Exercise requirements - Check each line below for the word "collar", and copy those that have it.

Records for this task -
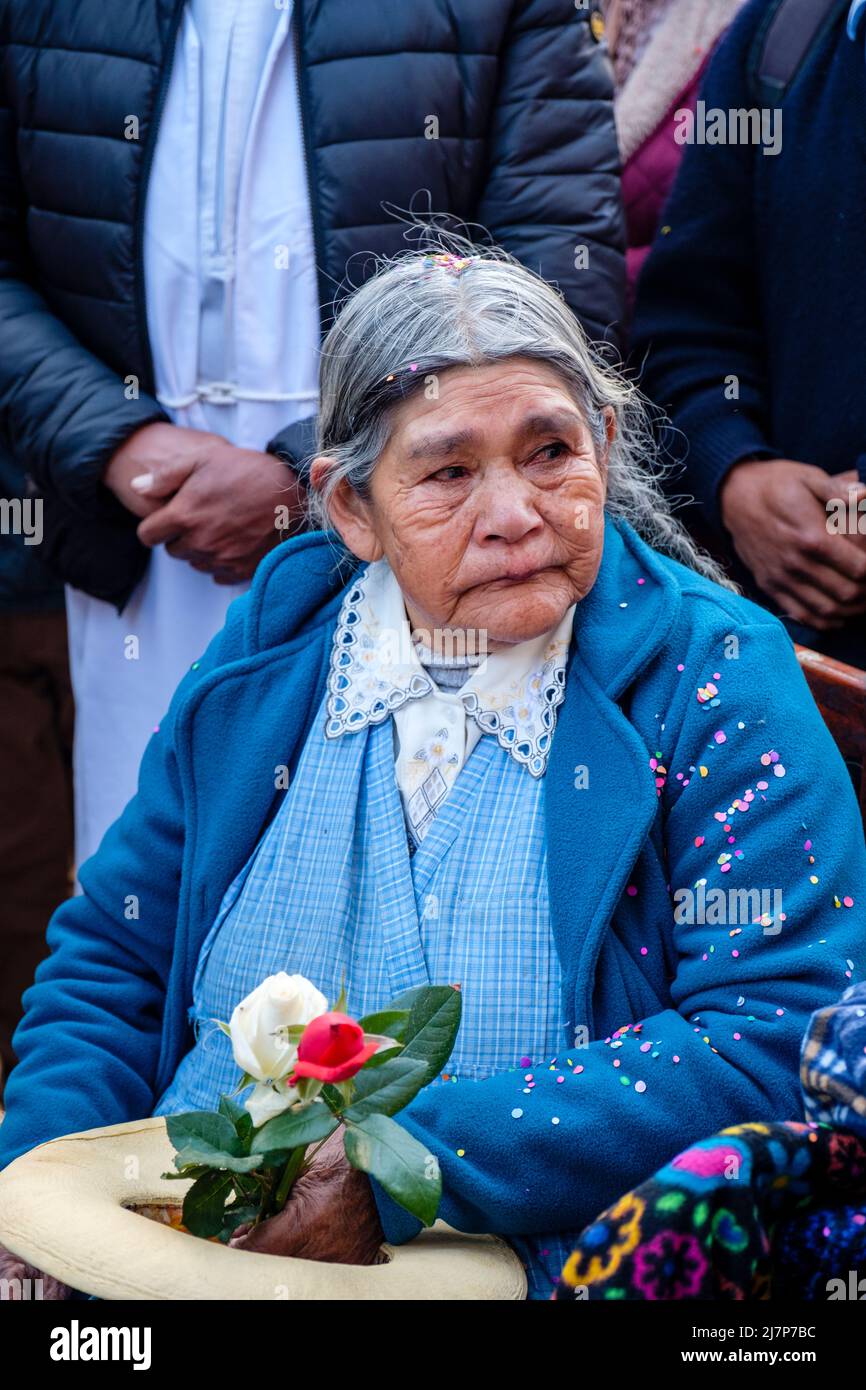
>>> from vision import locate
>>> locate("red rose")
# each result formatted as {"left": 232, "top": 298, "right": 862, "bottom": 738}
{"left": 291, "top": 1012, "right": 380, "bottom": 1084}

...

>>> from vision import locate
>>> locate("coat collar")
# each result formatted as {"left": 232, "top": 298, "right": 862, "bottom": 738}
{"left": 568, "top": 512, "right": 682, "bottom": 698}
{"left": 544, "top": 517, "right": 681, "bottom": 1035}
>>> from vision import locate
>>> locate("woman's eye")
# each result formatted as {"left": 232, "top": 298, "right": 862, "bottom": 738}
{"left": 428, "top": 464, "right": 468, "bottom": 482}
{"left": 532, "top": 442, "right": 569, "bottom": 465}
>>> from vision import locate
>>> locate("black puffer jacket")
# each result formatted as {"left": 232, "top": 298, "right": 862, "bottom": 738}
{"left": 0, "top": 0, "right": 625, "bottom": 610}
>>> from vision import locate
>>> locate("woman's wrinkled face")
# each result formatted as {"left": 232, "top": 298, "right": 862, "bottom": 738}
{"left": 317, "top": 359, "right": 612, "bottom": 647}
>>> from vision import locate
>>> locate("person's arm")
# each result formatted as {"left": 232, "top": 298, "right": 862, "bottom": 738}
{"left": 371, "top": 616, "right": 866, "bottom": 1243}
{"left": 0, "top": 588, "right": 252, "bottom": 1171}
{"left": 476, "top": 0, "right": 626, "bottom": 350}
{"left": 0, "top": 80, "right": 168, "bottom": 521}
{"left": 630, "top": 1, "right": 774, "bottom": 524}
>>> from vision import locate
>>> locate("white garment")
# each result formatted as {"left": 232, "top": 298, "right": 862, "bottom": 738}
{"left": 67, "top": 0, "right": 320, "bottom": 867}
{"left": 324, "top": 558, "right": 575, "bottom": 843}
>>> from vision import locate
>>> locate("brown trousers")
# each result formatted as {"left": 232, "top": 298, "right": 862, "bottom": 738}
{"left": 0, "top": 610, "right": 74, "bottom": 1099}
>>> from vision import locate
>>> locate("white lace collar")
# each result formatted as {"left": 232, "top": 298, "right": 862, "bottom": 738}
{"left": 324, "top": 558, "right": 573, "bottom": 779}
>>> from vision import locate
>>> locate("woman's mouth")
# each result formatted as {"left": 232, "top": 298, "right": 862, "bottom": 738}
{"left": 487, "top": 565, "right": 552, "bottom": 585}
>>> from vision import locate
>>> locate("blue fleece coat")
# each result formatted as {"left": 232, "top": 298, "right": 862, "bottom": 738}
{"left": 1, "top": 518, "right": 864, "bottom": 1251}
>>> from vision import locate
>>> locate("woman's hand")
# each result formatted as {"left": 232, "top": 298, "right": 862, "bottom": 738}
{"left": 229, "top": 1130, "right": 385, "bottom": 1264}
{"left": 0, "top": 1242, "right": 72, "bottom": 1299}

Output -
>>> locate("coat collar")
>>> locate("white lace collar")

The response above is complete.